(Work request) Would you write out each line of the material below exactly, skipping every picture?

******************************

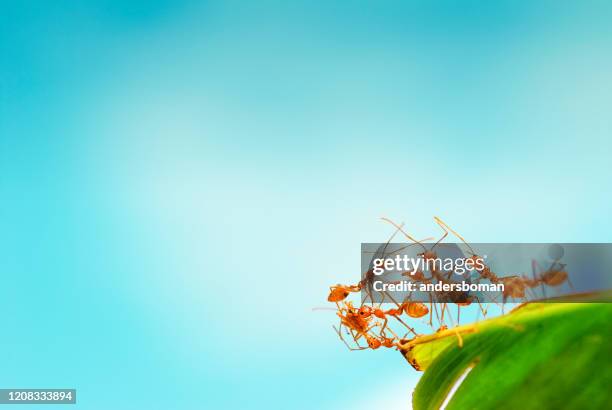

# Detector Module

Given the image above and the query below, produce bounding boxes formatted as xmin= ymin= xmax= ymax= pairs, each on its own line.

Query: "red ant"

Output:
xmin=333 ymin=301 xmax=385 ymax=350
xmin=333 ymin=308 xmax=402 ymax=351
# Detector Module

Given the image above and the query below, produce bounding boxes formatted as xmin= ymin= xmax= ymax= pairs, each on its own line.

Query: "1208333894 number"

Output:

******************************

(Result)
# Detector Module

Given the image above and the query below, produce bounding boxes formatted as xmin= ymin= xmax= ymax= pairs, each on its own line.

Query: "red ant"

Output:
xmin=333 ymin=301 xmax=385 ymax=350
xmin=333 ymin=308 xmax=402 ymax=351
# Detector Module

Given the image above and the query below, produce bounding boxes formatted as xmin= ymin= xmax= ymax= pairs, each on its own line.

Query: "1208333894 number"

Output:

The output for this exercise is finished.